TASK DETAILS:
The word "exact" may appear in some lines of the data; copy every such line.

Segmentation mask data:
------------------------------------------------

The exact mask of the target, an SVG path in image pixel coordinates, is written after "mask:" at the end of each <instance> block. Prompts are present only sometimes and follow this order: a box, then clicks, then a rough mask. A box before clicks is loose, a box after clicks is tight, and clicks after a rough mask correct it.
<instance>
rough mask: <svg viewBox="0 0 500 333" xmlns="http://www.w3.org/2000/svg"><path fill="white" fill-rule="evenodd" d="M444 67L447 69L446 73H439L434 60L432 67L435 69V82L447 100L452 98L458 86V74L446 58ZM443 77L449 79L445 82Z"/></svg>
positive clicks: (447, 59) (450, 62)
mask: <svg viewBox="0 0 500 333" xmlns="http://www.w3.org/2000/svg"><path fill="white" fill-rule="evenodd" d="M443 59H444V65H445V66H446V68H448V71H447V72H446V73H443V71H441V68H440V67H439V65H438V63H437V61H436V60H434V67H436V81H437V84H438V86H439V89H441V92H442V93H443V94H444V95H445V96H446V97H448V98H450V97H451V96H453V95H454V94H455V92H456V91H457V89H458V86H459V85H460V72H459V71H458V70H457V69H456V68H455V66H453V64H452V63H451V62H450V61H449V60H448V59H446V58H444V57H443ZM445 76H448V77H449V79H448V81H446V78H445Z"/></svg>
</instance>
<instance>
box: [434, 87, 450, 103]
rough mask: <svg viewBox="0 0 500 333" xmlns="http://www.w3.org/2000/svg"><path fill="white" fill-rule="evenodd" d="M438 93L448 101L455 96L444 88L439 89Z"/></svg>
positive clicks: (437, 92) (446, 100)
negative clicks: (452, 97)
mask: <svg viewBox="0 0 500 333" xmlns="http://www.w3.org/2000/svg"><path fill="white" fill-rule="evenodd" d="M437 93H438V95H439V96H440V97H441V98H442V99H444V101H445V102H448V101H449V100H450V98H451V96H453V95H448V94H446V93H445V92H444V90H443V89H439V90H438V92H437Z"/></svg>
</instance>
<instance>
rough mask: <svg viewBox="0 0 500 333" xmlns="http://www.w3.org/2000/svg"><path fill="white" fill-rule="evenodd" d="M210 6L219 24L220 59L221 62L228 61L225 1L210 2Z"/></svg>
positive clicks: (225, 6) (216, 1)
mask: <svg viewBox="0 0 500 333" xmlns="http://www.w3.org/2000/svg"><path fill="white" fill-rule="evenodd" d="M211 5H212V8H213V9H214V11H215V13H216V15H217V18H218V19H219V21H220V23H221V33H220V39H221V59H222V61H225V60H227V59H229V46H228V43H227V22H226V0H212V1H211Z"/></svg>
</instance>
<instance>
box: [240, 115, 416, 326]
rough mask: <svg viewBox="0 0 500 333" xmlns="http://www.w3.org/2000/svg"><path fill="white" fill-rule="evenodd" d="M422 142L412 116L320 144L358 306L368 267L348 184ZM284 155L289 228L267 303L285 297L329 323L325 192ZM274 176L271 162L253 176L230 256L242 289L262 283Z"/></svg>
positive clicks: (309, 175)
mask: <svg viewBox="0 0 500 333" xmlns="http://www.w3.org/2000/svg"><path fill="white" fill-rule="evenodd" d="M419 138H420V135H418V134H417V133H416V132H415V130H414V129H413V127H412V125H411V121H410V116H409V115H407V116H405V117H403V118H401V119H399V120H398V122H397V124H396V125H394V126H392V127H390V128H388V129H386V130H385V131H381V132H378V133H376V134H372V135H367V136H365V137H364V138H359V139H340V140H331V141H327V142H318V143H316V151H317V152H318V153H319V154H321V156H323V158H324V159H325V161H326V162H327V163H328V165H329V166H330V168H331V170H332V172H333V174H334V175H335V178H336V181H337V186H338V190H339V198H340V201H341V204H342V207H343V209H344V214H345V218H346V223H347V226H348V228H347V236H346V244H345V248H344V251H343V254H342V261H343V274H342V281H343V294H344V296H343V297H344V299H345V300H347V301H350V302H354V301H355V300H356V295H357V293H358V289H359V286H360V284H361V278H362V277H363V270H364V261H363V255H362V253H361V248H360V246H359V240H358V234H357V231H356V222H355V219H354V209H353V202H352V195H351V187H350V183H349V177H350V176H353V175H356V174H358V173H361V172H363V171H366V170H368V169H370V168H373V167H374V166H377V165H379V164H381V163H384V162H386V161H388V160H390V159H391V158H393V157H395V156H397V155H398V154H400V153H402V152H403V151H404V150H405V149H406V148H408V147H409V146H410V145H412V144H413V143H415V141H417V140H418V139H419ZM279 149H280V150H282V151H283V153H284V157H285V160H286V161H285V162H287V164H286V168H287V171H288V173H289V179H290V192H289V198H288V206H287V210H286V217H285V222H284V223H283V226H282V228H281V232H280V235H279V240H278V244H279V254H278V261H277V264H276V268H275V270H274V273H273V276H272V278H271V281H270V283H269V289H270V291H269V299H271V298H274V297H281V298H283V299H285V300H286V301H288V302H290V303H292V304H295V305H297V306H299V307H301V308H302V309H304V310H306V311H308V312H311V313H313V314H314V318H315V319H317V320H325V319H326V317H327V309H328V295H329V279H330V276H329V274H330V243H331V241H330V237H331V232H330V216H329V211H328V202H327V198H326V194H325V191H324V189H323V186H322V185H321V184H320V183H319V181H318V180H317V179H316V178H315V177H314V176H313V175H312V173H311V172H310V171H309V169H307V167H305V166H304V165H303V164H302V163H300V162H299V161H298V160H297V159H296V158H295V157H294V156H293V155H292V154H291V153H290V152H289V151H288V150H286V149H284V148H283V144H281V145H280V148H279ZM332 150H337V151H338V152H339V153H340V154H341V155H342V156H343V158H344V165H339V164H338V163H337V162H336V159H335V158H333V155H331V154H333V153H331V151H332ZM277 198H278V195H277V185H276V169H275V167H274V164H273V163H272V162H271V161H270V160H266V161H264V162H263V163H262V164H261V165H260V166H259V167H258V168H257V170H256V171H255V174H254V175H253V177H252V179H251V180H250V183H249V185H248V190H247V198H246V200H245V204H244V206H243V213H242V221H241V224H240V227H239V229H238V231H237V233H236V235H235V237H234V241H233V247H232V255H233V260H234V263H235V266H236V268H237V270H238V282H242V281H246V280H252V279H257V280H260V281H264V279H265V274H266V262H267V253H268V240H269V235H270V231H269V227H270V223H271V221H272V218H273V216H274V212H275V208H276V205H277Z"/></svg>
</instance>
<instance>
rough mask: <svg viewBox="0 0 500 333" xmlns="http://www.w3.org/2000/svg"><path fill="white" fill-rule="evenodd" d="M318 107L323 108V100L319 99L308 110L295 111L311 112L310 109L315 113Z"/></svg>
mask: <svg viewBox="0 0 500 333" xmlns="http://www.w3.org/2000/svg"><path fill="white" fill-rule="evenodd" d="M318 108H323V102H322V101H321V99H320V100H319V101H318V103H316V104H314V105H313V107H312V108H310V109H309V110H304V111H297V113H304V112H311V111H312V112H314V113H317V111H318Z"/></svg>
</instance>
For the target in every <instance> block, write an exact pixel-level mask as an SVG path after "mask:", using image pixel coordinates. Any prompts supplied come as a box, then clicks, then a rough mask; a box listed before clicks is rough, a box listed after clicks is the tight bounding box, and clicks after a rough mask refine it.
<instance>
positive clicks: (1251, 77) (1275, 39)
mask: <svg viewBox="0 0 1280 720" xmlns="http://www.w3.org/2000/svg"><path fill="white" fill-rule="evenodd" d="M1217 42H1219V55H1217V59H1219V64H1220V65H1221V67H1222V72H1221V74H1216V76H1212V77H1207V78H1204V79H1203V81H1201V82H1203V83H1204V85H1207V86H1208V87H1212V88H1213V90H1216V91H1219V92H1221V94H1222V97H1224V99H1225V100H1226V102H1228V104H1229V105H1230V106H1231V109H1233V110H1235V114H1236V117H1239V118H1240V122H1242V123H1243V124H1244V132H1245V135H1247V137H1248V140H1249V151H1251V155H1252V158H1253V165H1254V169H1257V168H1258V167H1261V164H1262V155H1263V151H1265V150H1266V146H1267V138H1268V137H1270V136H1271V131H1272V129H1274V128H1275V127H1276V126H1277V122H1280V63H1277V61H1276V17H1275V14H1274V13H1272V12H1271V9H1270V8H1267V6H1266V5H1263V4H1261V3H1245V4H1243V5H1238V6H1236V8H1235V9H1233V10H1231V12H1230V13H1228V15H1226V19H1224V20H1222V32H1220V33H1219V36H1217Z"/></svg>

------------------------------------------------

EXERCISE SOLUTION:
The exact mask of the target, an SVG path in image pixel coordinates, is written after "mask:" at the end of each <instance> block. Prompts are present only sometimes and follow this order: a box, then clicks, then a rough mask. A box before clicks is loose, a box after clicks is tight, and clicks after a rough mask correct it.
For the target in every <instance> block, write an exact pixel-level mask as an SVG path after "mask:", using image pixel coordinates. Any prompts supplied come as a box, then clicks, then a rough mask; a box listed before clicks is rough, a box listed after clicks is the tight bounding box, and clicks after a rough mask refine it.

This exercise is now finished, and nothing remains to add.